(Outline labeling records)
[START]

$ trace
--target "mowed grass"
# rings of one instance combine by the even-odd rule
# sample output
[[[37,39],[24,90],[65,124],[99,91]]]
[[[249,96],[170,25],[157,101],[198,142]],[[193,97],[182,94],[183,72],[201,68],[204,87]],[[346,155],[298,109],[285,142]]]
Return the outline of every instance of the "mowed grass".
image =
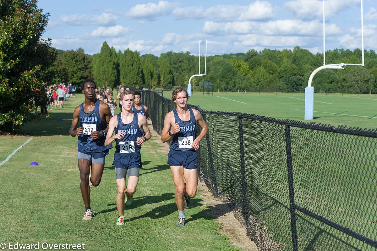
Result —
[[[77,95],[64,108],[53,108],[49,118],[23,126],[28,136],[0,137],[1,161],[33,138],[0,166],[0,242],[83,243],[89,250],[238,250],[219,233],[221,226],[198,196],[185,210],[186,226],[175,225],[178,214],[167,153],[152,140],[142,148],[143,168],[133,203],[125,211],[124,225],[115,225],[113,149],[101,184],[91,190],[92,208],[98,213],[92,221],[83,221],[77,139],[68,130],[73,111],[83,101]],[[32,161],[40,165],[30,166]]]
[[[171,92],[166,91],[164,95],[170,99]],[[304,99],[302,93],[256,92],[243,95],[241,92],[214,92],[213,96],[207,96],[196,92],[192,93],[188,103],[207,110],[238,112],[304,121]],[[315,93],[314,100],[314,119],[305,120],[306,122],[363,129],[377,128],[377,97],[374,94]]]

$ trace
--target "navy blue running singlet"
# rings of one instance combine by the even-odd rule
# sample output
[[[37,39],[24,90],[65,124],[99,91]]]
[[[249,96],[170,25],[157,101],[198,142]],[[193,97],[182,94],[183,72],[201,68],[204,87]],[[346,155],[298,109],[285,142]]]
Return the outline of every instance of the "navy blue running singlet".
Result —
[[[139,152],[141,146],[136,144],[138,138],[141,137],[141,131],[139,127],[138,114],[133,113],[133,119],[129,124],[124,124],[122,121],[120,113],[116,115],[118,125],[115,134],[123,132],[126,135],[121,140],[116,139],[116,150],[115,153],[121,154],[132,152]]]
[[[144,108],[144,106],[143,105],[141,105],[141,109],[140,110],[136,109],[136,108],[135,107],[135,105],[134,105],[132,106],[132,111],[139,114],[145,116],[145,108]]]
[[[189,108],[188,110],[190,117],[188,121],[184,121],[179,118],[176,109],[173,110],[174,114],[174,123],[178,122],[181,129],[179,132],[173,136],[170,149],[177,151],[195,151],[194,148],[189,146],[192,144],[196,138],[196,120],[192,109]]]
[[[105,146],[106,137],[104,136],[94,140],[90,138],[91,132],[96,131],[100,132],[107,127],[107,123],[103,121],[100,115],[100,100],[96,99],[94,109],[91,112],[84,112],[83,105],[83,103],[80,105],[79,114],[80,126],[83,127],[84,129],[81,135],[78,136],[78,151],[88,154],[88,152],[103,152],[112,148],[111,145],[108,146]]]

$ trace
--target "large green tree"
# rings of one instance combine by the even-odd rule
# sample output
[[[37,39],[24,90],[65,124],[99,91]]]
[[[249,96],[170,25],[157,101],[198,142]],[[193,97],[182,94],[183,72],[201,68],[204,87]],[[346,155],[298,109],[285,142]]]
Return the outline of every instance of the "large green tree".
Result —
[[[94,58],[93,64],[94,80],[99,86],[115,87],[118,83],[118,72],[116,69],[118,59],[115,49],[109,46],[105,41],[102,44],[101,52]]]
[[[17,130],[50,102],[45,87],[57,52],[41,38],[49,16],[36,0],[0,2],[0,129]]]

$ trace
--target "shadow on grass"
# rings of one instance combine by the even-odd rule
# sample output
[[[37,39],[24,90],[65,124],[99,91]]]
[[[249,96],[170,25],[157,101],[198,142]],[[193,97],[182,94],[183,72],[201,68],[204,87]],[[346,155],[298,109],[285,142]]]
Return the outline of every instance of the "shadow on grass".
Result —
[[[69,135],[72,116],[72,112],[51,113],[48,118],[44,117],[23,125],[20,131],[32,136]]]
[[[133,202],[132,203],[132,204],[129,206],[127,206],[125,207],[124,210],[126,211],[127,209],[134,209],[139,207],[139,206],[142,206],[148,204],[155,204],[156,203],[158,203],[163,201],[171,200],[174,199],[175,198],[175,197],[174,194],[171,193],[167,193],[163,194],[161,195],[156,195],[155,196],[143,196],[141,197],[134,197]],[[173,204],[175,207],[175,210],[176,211],[177,209],[177,206],[175,205],[175,202]],[[109,208],[100,211],[97,213],[96,214],[100,214],[106,213],[109,213],[113,211],[116,211],[117,210],[116,203],[112,203],[111,204],[109,204],[107,205],[107,206],[115,206],[112,208]],[[165,207],[166,206],[166,205],[164,205],[164,206],[159,207],[158,208],[159,208],[161,207]],[[157,208],[156,209],[157,209]],[[154,210],[155,209],[152,209],[152,211]],[[139,218],[143,217],[141,216],[139,216]]]
[[[194,221],[200,219],[214,220],[232,211],[232,205],[230,203],[222,203],[215,206],[210,206],[205,210],[193,214],[186,222]]]
[[[175,198],[175,195],[173,194],[162,194],[162,196],[166,194],[167,195],[170,195],[170,197],[169,199],[173,199]],[[149,200],[150,199],[149,197],[151,197],[155,196],[146,196],[144,197],[144,199],[142,199],[144,200],[145,199],[148,200]],[[201,206],[202,204],[201,203],[199,203],[199,202],[201,201],[203,201],[203,200],[201,199],[193,199],[192,200],[192,205],[190,205],[189,207],[195,207],[198,206]],[[149,202],[149,203],[150,203],[150,202]],[[129,219],[127,219],[127,220],[135,220],[143,218],[149,218],[150,219],[158,219],[162,218],[162,217],[167,216],[169,214],[174,212],[177,212],[177,215],[178,217],[178,213],[177,209],[177,205],[176,204],[175,202],[172,203],[170,203],[169,204],[162,205],[162,206],[160,206],[155,208],[152,209],[151,209],[150,211],[148,212],[148,213],[146,213],[142,215],[140,215],[136,217],[133,217]]]
[[[144,165],[144,163],[143,162],[143,165]],[[154,166],[148,169],[144,169],[145,170],[151,170],[145,172],[143,172],[143,173],[140,174],[140,176],[142,175],[144,175],[144,174],[148,174],[152,173],[152,172],[158,172],[158,171],[162,171],[164,170],[166,170],[167,169],[170,169],[170,166],[169,165],[167,164],[165,164],[164,165],[159,165],[156,166]]]

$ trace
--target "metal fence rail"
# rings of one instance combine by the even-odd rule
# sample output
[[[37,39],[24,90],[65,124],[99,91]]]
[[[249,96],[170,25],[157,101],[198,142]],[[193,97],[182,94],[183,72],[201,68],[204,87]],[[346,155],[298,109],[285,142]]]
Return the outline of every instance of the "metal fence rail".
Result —
[[[142,98],[161,133],[175,103],[150,91]],[[260,250],[376,250],[375,130],[189,106],[208,127],[199,179]]]

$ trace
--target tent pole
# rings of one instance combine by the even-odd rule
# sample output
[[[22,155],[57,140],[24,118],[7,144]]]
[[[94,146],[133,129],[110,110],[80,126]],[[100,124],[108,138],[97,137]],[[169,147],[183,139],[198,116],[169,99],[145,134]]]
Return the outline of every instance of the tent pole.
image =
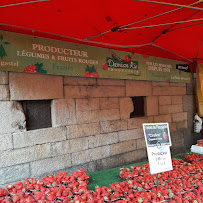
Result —
[[[8,6],[19,6],[19,5],[24,5],[24,4],[32,4],[32,3],[40,3],[44,1],[50,1],[50,0],[37,0],[37,1],[27,1],[27,2],[19,2],[15,4],[7,4],[7,5],[2,5],[0,8],[8,7]]]
[[[84,42],[84,40],[82,39],[78,39],[78,38],[74,38],[74,37],[68,37],[65,35],[60,35],[60,34],[55,34],[55,33],[50,33],[50,32],[45,32],[45,31],[40,31],[40,30],[35,30],[35,29],[31,29],[31,28],[25,28],[25,27],[21,27],[21,26],[17,26],[17,25],[9,25],[9,24],[4,24],[4,23],[0,23],[0,26],[8,26],[8,27],[15,27],[15,28],[20,28],[20,29],[25,29],[25,30],[30,30],[32,32],[39,32],[39,33],[44,33],[44,34],[49,34],[52,36],[57,36],[57,37],[62,37],[62,38],[66,38],[66,39],[70,39],[70,40],[75,40],[75,41],[79,41],[79,42]],[[104,46],[112,46],[112,47],[120,47],[120,48],[131,48],[131,47],[143,47],[143,46],[149,46],[151,45],[151,43],[147,43],[147,44],[135,44],[135,45],[119,45],[119,44],[109,44],[109,43],[103,43],[103,42],[95,42],[95,41],[87,41],[90,44],[100,44],[100,45],[104,45]]]
[[[181,55],[179,55],[179,54],[176,54],[175,52],[172,52],[172,51],[170,51],[170,50],[168,50],[168,49],[165,49],[165,48],[163,48],[163,47],[160,47],[159,45],[156,45],[156,44],[151,44],[152,46],[155,46],[155,47],[157,47],[157,48],[160,48],[160,49],[162,49],[162,50],[164,50],[164,51],[167,51],[167,52],[169,52],[169,53],[172,53],[172,54],[175,54],[176,56],[179,56],[179,57],[181,57],[181,58],[183,58],[183,59],[186,59],[187,61],[190,61],[190,62],[194,62],[194,61],[192,61],[192,60],[190,60],[190,59],[188,59],[188,58],[185,58],[184,56],[181,56]]]
[[[192,4],[190,4],[189,6],[193,6],[193,5],[196,5],[196,4],[199,4],[199,3],[200,3],[200,1],[199,1],[199,2],[195,2],[195,3],[192,3]],[[170,11],[167,11],[167,12],[164,12],[164,13],[160,13],[160,14],[158,14],[158,15],[155,15],[155,16],[152,16],[152,17],[149,17],[149,18],[140,20],[140,21],[136,21],[136,22],[133,22],[133,23],[129,23],[129,24],[127,24],[127,25],[120,26],[120,28],[125,28],[125,27],[128,27],[128,26],[137,24],[137,23],[142,23],[142,22],[145,22],[145,21],[147,21],[147,20],[151,20],[151,19],[153,19],[153,18],[157,18],[157,17],[159,17],[159,16],[166,15],[166,14],[168,14],[168,13],[172,13],[172,12],[178,11],[178,10],[180,10],[180,9],[183,9],[183,8],[182,8],[182,7],[181,7],[181,8],[176,8],[176,9],[173,9],[173,10],[170,10]],[[108,31],[106,31],[106,32],[102,32],[102,33],[100,33],[100,34],[98,34],[98,35],[94,35],[94,36],[88,37],[88,38],[84,39],[84,41],[93,39],[93,38],[95,38],[95,37],[99,37],[99,36],[104,35],[104,34],[109,33],[109,32],[111,32],[111,30],[108,30]]]
[[[202,21],[203,18],[194,19],[194,20],[186,20],[186,21],[177,21],[172,23],[163,23],[163,24],[157,24],[157,25],[146,25],[146,26],[140,26],[140,27],[129,27],[129,28],[122,28],[119,30],[133,30],[133,29],[140,29],[140,28],[150,28],[150,27],[159,27],[159,26],[165,26],[165,25],[173,25],[173,24],[181,24],[181,23],[191,23],[196,21]]]
[[[141,2],[147,2],[147,3],[162,4],[162,5],[167,5],[167,6],[176,6],[176,7],[181,7],[181,8],[188,8],[188,9],[194,9],[194,10],[203,11],[203,8],[187,6],[187,5],[172,4],[172,3],[150,1],[150,0],[133,0],[133,1],[141,1]],[[199,1],[199,3],[202,3],[202,2]]]
[[[186,26],[186,27],[176,28],[176,29],[173,29],[173,30],[167,30],[167,32],[173,32],[173,31],[177,31],[177,30],[187,29],[187,28],[198,26],[198,25],[202,25],[202,24],[203,23],[198,23],[196,25],[190,25],[190,26]]]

[END]

• YOUR TASK:
Count the lines above that contain the string "tent", with case counting. Give only the number.

• COMPLETED EXERCISE:
2